• _EXERCISE REQUIREMENTS_:
Please write out every record below exactly as it stands.

• _EXERCISE DATA_:

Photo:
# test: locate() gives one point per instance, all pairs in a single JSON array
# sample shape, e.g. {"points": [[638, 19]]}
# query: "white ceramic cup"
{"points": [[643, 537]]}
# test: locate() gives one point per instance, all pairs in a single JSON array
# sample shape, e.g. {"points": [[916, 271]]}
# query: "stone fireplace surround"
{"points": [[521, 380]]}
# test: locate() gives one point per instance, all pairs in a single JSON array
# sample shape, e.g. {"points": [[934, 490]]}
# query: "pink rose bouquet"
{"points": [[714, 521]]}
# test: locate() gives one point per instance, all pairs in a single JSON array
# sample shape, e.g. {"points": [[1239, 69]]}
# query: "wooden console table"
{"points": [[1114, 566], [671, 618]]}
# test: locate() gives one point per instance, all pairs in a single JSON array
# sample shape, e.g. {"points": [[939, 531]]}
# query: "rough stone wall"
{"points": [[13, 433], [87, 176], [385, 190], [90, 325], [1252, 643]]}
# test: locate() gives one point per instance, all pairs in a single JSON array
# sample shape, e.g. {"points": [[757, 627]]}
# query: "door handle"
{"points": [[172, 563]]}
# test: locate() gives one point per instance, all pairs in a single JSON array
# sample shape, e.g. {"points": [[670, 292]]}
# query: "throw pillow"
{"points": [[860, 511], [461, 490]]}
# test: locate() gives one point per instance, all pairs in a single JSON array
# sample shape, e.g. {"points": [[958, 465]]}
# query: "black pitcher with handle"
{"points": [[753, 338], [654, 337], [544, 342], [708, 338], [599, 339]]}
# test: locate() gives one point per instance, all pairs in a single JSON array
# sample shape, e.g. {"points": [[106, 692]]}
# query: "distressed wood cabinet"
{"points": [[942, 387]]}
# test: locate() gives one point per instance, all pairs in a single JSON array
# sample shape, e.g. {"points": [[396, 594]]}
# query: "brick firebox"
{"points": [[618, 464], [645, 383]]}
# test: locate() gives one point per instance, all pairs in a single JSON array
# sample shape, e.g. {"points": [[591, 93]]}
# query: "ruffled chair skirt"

• _ANSWER AREA_:
Photo:
# test: locate() gives one point per instance, all pairs in a single JSON array
# sample shape, e.g. {"points": [[638, 19]]}
# query: "white ceramic cup"
{"points": [[643, 537]]}
# test: locate() gives one point per instance, all pairs in a single JSON array
# sample shape, e.g. {"points": [[916, 271]]}
# query: "stone fireplace surround"
{"points": [[521, 380]]}
# test: locate() gives one point per instance, all pairs in a single JSON array
# sample shape, e.g. {"points": [[934, 490]]}
# query: "pink rose bouquet"
{"points": [[714, 521]]}
# test: locate() gives one point per instance, all pairs in a single JSON array
# sample shape, e.g. {"points": [[1239, 69]]}
# query: "wooden console table"
{"points": [[1114, 566], [671, 618]]}
# test: locate() gives one point per instance, all pairs in a single JSON array
# sample shape, e.g. {"points": [[939, 531]]}
# query: "rough stone wall"
{"points": [[13, 433], [87, 176], [385, 190], [90, 325], [1252, 643]]}
# test: locate() gives one point per instance, all pairs in a single JSON array
# sample shape, e.g. {"points": [[757, 627]]}
# query: "door handle"
{"points": [[172, 563]]}
# test: locate() gives one point per instance, all pairs in a single JSON array
# sample shape, e.g. {"points": [[670, 292]]}
# query: "throw pillow"
{"points": [[860, 511], [461, 490]]}
# test: locate() gives one point per instance, all pairs in a single JSON array
# sample shape, e.g. {"points": [[958, 465]]}
# query: "black pitcher with handle"
{"points": [[753, 338], [654, 337], [544, 342], [708, 338], [599, 339]]}
# test: locate() gives one point per instance, all pairs in a single JSON array
# sample shape, e.g. {"points": [[106, 692]]}
# query: "distressed wood cabinet"
{"points": [[942, 387]]}
# test: locate() gives one point per instance, all pairs in a single JSON array
# sample shape, e.g. {"points": [[396, 594]]}
# query: "brick firebox"
{"points": [[618, 464], [645, 383]]}
# test: locate() gives one point per instance, all pairs in a single JSON array
# sample shape, e.g. {"points": [[591, 93]]}
# query: "ruffled chair skirt"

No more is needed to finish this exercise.